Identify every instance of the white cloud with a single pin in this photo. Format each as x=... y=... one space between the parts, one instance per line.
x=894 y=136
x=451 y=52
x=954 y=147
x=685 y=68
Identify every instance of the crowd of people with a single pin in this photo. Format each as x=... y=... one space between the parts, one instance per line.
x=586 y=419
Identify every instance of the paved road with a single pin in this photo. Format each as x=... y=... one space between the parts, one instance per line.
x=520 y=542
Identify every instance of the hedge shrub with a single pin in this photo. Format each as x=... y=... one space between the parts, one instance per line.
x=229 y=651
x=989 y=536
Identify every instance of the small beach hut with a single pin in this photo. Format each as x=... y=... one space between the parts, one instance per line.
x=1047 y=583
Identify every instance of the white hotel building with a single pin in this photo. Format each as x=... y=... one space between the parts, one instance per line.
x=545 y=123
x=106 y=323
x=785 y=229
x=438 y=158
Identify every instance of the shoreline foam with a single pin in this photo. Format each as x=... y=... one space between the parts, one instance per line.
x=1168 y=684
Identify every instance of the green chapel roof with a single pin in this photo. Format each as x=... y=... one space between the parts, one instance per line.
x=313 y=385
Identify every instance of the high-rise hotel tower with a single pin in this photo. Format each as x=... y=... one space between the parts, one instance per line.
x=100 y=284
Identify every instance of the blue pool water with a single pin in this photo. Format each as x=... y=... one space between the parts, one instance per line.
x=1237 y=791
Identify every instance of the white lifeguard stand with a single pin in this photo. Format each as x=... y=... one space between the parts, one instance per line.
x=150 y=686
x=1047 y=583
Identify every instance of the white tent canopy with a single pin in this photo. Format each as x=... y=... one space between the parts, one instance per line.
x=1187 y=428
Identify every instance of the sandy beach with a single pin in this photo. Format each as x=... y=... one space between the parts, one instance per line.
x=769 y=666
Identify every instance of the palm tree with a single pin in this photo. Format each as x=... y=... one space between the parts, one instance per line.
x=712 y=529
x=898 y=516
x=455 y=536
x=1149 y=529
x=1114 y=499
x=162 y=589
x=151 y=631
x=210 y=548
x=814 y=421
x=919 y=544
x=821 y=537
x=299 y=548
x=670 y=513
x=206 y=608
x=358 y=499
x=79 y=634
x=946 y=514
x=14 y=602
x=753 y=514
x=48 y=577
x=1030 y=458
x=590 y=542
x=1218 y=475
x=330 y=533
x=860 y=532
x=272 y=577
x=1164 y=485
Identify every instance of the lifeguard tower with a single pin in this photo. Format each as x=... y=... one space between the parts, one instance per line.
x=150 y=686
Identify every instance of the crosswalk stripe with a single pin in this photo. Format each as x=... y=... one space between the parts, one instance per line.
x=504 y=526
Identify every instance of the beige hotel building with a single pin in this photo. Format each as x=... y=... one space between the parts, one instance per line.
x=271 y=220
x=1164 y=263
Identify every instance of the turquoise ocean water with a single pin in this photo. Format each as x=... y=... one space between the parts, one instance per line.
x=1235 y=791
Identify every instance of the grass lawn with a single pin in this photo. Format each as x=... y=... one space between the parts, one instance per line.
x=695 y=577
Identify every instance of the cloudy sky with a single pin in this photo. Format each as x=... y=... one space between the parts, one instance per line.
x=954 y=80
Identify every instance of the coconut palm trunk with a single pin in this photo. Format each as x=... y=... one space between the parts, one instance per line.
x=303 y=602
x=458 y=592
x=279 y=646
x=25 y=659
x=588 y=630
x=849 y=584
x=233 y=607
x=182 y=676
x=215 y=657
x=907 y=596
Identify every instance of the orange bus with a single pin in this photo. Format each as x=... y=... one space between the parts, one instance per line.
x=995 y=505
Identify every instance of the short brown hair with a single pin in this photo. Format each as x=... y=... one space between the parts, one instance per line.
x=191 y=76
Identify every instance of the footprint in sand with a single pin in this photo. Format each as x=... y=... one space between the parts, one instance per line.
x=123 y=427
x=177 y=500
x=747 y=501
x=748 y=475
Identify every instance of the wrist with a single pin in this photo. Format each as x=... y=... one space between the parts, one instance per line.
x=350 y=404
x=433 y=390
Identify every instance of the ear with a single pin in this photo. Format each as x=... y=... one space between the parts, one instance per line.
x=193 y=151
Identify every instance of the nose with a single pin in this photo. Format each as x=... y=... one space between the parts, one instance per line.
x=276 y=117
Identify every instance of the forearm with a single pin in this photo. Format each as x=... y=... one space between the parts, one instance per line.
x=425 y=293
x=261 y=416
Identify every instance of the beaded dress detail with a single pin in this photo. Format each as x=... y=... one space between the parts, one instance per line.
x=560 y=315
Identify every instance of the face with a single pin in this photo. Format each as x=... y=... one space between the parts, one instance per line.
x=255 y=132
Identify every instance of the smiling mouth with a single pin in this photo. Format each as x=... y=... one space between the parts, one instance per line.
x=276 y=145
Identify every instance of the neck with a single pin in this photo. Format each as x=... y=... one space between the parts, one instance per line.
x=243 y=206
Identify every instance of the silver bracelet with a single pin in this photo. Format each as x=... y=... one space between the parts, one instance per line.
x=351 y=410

-*-

▶ **WORK TO COMPLETE**: Each entry above is to be copied out exactly.

▶ **ANSWER BELOW**:
Identify every instance of the white cloud with a single pin in this photo. Format each as x=... y=... one space between the parts, one instance per line.
x=894 y=136
x=451 y=52
x=954 y=147
x=685 y=68
Identify every instance of the crowd of people with a single pin in this photo. Format each as x=... y=... one space between the parts, one instance per line.
x=586 y=419
Identify every instance of the paved road with a single pin in this photo. Format each as x=... y=... one space between the parts, one instance per line.
x=520 y=542
Identify every instance of the hedge shrub with a single pin in this photo. Format each as x=... y=... one space between the parts, one instance per line.
x=229 y=651
x=989 y=536
Identify every instance of the small beach hut with a single pin in this photo. Format each as x=... y=... one space between the parts, one instance per line.
x=1047 y=583
Identify every instance of the white hotel building with a single pin in this photo. Format each as x=... y=... one space between the parts, one instance per line.
x=545 y=123
x=106 y=323
x=785 y=229
x=438 y=158
Identify every instance of the shoreline foam with a single pin in this photo. Format each as x=... y=... one space between the parts, one instance per line.
x=1168 y=684
Identify every instance of the green chapel roof with a single pin in this photo. Format each as x=... y=... one space between the parts, one instance per line.
x=313 y=385
Identify every instance of the high-rise hotel tower with a single pin in this photo. Format each as x=... y=... one space between the parts, one instance per line.
x=100 y=284
Identify every instance of the blue pool water with a single pin in this photo. Format each as x=... y=... one space between the parts, one instance per line.
x=1237 y=791
Identify every instance of the white lifeguard stand with a single pin in this photo. Format each as x=... y=... one space between the parts, one instance per line.
x=150 y=686
x=1047 y=583
Identify every instance of the white tent canopy with a single pin in this photo. Format each as x=... y=... one space between the parts, one instance per line.
x=1187 y=428
Identify every instance of the sandy beach with a single pin in this photo. Format each as x=... y=... one space between the parts, one instance per line.
x=769 y=666
Identify every instance of the palm tree with a single pin in this photo. Format each as x=... y=... one space between the parts, one instance per line.
x=712 y=529
x=898 y=516
x=455 y=536
x=1149 y=529
x=1114 y=499
x=162 y=589
x=151 y=631
x=210 y=548
x=814 y=421
x=919 y=544
x=821 y=537
x=299 y=548
x=670 y=513
x=206 y=608
x=358 y=499
x=79 y=634
x=946 y=514
x=14 y=602
x=753 y=514
x=48 y=577
x=1030 y=458
x=590 y=542
x=1218 y=475
x=330 y=533
x=860 y=532
x=272 y=577
x=1164 y=485
Identify every instance of the lifeguard tower with a single pin in this photo. Format each as x=... y=... one space between the parts, one instance per line.
x=150 y=686
Identify every instance of the crosswalk stripe with a single pin in this photo. Format each as x=... y=... one space between the parts, one instance per line.
x=504 y=526
Identify every instance of the beige hotel building with a single pin in this photo. Format each as x=... y=... one space between the parts, one instance per line.
x=271 y=220
x=1164 y=263
Identify every instance of the turquoise ocean water with a single pin in this photo. Format each as x=... y=... one space between the parts, one instance per line.
x=1235 y=791
Identify every instance of the grass lawn with a single pin in this photo. Format each as x=... y=... one space between the parts, one instance per line.
x=695 y=577
Identify every instance of the cloudy sky with a single pin in this photo. Format each as x=... y=... one space between the parts, one instance per line.
x=954 y=80
Identify every instance of the coconut palm trunk with a single pin in this photo. Format each as x=... y=... one space between the parts, one instance per line.
x=303 y=602
x=458 y=592
x=279 y=646
x=25 y=659
x=588 y=630
x=849 y=584
x=233 y=607
x=182 y=676
x=215 y=657
x=907 y=596
Identify every instance of the orange bus with a single pin in this photo. Format each as x=... y=... one space between the parts, one instance per line.
x=995 y=505
Identify every instance of the short brown hair with a single pin in this photo. Format each as x=... y=... one space between the parts, one instance per line.
x=191 y=76
Identify every instance of the footprint in sand with a single pin in this photo. Format each as x=... y=... one space between the parts, one instance per line.
x=123 y=427
x=177 y=500
x=747 y=501
x=748 y=475
Identify every instance of the wrist with a single pin in this photo. Format each as x=... y=... one space between the parts, one instance per line.
x=350 y=404
x=433 y=390
Identify every instance of the ear with a single pin in this photo. Format each as x=... y=... one space between the parts, one instance per line.
x=193 y=151
Identify every instance of the nose with a single pin in this photo. Format each as x=... y=... one space between the parts, one instance per line.
x=276 y=117
Identify every instance of the forearm with a single pin in this photo. Format each as x=... y=... one space between the parts, one instance per line.
x=425 y=293
x=261 y=416
Identify every instance of the beaded dress detail with a single pin in this photo. Format each as x=... y=... one space between the parts, one instance per line.
x=560 y=315
Identify every instance of the face with a single pin in this photo. Format each as x=... y=... one space between the parts, one instance per line.
x=255 y=132
Identify every instance of the smiling mouth with a single pin in this photo. Format each as x=... y=... one space between the parts, one instance per line.
x=276 y=145
Identify every instance of the neck with a single pin in this photo. Format each as x=... y=... one space between the parts, one instance per line.
x=243 y=206
Identify every instance of the silver bracelet with a single pin in this photo. Format each as x=... y=... one space between the parts, one instance per line.
x=351 y=410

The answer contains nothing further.